**Goal**
Render the material below as a numbered list, leaving out any blank lines.

**Extracted entries**
************

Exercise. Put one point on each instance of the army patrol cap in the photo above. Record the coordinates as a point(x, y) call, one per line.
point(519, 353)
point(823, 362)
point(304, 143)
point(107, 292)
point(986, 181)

************

**Solution to this task**
1. Exercise. Put one point on each instance of the army patrol cap in the photo above. Record the coordinates as a point(x, y) call, one per line.
2. point(519, 353)
3. point(823, 362)
4. point(304, 143)
5. point(107, 292)
6. point(986, 181)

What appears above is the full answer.